**DATA UNDER STUDY**
-- Opening Marker --

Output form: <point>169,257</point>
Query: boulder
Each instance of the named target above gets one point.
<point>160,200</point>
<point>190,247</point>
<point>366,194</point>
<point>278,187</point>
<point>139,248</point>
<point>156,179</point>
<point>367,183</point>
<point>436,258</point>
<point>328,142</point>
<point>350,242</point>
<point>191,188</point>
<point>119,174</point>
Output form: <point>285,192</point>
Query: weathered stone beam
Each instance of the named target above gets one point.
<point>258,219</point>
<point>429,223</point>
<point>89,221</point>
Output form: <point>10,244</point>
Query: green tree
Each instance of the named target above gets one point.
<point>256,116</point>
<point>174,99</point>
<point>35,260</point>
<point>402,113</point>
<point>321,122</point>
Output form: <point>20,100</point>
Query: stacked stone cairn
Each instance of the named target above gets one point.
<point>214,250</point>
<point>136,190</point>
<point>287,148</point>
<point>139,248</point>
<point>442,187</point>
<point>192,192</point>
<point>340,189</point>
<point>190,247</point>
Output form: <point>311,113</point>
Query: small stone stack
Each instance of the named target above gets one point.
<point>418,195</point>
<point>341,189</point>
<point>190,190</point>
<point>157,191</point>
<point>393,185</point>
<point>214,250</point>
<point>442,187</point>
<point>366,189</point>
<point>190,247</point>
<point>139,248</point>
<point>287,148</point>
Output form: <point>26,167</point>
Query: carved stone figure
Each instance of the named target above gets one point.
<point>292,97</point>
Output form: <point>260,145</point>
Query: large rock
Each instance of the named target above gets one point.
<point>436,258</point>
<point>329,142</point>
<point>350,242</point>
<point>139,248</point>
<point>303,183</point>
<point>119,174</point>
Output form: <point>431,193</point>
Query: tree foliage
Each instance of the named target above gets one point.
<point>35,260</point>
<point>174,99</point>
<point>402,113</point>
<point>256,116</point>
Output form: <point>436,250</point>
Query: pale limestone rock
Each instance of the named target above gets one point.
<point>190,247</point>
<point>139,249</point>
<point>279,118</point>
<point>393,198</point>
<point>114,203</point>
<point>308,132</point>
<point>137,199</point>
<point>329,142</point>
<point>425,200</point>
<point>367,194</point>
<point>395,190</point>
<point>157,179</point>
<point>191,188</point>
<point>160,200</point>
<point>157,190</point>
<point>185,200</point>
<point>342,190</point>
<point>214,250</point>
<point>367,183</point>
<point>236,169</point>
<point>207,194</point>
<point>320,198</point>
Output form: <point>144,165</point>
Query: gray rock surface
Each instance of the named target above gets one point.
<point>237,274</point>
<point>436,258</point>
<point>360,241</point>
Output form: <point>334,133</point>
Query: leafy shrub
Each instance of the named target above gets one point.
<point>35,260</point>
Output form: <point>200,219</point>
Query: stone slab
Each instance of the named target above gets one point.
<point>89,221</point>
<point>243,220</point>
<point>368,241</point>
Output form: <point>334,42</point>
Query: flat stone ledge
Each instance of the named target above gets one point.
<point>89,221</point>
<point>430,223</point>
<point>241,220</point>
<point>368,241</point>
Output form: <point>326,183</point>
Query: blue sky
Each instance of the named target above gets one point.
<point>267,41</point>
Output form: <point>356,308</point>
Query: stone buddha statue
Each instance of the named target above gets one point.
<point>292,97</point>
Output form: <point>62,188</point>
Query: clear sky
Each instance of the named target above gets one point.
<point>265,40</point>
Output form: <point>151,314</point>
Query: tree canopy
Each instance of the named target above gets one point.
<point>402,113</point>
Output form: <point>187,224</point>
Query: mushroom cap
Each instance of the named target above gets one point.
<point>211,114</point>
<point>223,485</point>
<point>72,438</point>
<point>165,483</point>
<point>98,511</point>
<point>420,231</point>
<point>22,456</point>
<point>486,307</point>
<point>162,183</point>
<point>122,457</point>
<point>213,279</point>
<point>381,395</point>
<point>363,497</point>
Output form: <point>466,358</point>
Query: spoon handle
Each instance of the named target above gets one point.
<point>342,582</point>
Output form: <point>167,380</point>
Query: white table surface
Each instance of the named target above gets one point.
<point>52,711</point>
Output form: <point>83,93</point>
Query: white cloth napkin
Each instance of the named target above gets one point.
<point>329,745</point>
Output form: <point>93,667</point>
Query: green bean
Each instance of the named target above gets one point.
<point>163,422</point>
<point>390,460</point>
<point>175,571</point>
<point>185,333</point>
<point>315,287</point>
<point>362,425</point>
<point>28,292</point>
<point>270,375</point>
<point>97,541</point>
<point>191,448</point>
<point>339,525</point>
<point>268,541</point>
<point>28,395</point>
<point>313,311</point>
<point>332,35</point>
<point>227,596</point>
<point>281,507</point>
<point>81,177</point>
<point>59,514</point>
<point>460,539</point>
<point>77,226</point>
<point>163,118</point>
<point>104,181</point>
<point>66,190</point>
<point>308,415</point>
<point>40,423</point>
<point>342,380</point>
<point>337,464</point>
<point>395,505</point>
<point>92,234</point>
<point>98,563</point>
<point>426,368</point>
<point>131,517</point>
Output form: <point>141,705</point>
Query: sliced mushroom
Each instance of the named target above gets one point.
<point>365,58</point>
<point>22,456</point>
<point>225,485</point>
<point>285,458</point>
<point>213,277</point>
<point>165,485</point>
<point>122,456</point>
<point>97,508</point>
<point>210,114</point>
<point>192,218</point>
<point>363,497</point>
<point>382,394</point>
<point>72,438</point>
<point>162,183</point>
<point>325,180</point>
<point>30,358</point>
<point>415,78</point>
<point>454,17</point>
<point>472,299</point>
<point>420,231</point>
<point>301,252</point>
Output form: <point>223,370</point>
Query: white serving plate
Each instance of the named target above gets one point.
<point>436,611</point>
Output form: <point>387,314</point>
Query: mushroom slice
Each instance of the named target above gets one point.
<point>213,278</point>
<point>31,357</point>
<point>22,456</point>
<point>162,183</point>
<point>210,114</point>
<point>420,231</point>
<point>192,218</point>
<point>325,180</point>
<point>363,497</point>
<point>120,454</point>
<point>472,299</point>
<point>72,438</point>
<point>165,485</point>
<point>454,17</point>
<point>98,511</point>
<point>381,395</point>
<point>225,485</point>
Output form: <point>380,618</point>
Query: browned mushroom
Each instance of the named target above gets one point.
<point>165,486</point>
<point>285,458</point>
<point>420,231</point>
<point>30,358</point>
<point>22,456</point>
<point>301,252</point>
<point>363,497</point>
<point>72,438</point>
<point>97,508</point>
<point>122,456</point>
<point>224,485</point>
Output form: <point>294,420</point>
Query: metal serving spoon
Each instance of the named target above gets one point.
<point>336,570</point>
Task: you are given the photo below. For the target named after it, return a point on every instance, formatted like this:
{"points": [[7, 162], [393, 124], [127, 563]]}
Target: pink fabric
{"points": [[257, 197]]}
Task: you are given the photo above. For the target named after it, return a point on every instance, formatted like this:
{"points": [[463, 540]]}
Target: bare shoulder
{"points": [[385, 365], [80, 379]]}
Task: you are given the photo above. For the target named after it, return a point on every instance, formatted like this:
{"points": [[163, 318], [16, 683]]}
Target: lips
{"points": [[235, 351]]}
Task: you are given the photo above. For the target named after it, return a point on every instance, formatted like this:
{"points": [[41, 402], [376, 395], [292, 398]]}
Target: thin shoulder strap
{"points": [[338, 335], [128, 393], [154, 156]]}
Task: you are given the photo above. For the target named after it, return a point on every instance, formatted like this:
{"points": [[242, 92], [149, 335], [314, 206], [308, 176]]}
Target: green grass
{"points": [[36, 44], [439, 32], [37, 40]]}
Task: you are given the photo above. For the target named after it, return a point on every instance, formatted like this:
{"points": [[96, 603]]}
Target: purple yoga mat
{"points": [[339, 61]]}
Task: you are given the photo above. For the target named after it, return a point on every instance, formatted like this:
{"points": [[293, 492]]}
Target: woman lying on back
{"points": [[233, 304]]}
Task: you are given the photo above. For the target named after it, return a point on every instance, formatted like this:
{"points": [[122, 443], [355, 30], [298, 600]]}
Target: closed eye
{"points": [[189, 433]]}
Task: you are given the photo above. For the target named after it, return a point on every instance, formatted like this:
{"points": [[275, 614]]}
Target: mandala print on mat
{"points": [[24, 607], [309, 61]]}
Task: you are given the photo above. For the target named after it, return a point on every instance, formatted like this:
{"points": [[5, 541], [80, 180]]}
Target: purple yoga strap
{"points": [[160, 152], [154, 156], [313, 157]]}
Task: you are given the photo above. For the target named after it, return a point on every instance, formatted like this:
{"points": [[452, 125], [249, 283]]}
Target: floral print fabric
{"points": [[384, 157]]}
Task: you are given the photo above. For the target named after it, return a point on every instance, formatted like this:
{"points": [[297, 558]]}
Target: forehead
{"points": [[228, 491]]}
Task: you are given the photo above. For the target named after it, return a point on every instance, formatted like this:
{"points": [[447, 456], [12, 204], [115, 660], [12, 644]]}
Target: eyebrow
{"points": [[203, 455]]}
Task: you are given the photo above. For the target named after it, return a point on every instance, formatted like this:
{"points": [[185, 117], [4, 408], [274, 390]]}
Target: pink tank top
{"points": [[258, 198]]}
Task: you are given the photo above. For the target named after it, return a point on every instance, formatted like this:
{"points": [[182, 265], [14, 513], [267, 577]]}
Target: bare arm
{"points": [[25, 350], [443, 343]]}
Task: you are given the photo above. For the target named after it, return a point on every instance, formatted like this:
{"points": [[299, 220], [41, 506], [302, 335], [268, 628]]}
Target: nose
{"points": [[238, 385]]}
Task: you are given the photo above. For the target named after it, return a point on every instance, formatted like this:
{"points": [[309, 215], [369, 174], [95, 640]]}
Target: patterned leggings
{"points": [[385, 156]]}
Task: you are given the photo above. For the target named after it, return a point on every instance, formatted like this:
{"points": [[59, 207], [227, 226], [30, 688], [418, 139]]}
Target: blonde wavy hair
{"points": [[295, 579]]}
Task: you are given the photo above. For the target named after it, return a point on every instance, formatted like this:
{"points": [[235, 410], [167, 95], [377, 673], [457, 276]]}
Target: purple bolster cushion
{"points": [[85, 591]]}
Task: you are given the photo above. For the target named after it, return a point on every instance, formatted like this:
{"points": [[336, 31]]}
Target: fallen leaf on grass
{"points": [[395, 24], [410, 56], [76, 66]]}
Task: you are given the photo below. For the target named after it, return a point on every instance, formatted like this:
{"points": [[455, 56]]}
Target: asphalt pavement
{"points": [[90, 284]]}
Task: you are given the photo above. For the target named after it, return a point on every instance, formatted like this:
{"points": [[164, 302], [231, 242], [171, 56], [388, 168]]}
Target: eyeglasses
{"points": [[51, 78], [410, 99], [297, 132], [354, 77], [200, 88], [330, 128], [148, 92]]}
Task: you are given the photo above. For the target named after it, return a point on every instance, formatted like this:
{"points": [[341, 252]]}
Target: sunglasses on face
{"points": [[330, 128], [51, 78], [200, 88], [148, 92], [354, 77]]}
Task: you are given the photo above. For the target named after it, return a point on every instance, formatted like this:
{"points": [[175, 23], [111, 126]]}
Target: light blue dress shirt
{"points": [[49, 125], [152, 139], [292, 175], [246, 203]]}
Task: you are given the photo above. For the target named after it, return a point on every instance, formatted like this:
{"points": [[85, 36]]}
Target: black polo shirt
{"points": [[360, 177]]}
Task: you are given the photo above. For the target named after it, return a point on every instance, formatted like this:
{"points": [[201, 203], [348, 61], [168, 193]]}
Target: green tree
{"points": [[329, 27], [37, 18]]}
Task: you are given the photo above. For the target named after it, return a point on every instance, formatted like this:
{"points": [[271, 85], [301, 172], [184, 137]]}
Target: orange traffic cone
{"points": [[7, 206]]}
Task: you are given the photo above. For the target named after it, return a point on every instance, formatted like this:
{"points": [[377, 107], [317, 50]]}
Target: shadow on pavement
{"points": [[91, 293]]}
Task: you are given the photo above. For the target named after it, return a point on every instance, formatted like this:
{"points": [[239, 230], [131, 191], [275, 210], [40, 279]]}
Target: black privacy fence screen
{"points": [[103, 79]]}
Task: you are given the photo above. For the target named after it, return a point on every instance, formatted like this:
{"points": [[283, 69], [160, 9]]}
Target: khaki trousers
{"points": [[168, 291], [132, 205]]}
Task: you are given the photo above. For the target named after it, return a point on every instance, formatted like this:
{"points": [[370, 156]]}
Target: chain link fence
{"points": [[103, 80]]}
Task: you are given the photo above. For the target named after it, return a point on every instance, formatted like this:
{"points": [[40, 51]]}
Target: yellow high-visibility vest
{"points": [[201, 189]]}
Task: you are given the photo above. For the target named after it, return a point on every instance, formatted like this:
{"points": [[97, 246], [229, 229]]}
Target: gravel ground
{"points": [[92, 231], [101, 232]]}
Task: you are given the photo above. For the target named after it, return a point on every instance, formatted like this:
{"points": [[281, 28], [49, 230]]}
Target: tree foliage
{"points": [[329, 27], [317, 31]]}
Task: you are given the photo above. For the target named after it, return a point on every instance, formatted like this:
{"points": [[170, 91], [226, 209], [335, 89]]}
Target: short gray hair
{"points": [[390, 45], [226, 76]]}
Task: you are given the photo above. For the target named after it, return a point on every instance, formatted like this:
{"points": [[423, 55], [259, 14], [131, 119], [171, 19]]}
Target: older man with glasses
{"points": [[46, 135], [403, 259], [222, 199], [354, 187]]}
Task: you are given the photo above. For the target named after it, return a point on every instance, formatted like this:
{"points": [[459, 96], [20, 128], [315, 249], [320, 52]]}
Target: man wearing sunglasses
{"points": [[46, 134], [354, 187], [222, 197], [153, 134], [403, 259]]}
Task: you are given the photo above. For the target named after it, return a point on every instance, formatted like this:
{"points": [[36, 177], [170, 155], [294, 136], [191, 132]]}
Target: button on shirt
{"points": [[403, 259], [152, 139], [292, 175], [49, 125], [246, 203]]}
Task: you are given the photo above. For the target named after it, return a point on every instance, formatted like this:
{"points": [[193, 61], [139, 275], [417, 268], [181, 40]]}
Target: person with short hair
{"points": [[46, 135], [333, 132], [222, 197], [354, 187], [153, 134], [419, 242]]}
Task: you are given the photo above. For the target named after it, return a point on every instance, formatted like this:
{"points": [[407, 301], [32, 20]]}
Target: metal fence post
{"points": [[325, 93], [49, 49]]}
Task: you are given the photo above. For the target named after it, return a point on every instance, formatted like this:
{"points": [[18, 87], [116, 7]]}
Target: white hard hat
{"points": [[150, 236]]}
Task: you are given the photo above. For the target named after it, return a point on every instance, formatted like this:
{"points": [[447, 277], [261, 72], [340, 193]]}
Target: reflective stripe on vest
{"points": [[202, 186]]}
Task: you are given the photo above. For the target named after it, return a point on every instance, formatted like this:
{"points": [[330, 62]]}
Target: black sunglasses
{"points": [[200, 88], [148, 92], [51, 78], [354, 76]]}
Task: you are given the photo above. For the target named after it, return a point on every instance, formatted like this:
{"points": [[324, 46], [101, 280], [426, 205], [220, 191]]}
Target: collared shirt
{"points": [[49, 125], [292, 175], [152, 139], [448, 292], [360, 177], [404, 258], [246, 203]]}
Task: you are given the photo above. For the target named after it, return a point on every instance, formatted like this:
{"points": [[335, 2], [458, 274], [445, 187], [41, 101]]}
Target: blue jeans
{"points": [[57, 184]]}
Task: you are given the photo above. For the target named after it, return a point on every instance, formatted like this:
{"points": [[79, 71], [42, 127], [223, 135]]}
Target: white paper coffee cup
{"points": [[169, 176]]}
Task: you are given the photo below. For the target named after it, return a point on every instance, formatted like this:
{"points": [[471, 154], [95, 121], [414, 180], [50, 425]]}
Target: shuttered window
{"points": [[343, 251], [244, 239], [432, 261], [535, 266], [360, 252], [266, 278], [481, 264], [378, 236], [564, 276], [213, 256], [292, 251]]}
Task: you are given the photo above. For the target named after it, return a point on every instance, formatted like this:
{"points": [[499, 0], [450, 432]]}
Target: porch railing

-- Closing Marker --

**ASSIGNMENT**
Repeat exactly the lines above from the one with "Query: white cloth napkin" up to and including the one with "Query: green bean". No other line belongs in the reply.

**RESULT BELOW**
Query: white cloth napkin
Each instance of the named target above gets one point.
<point>329,745</point>
Output form: <point>93,667</point>
Query: green bean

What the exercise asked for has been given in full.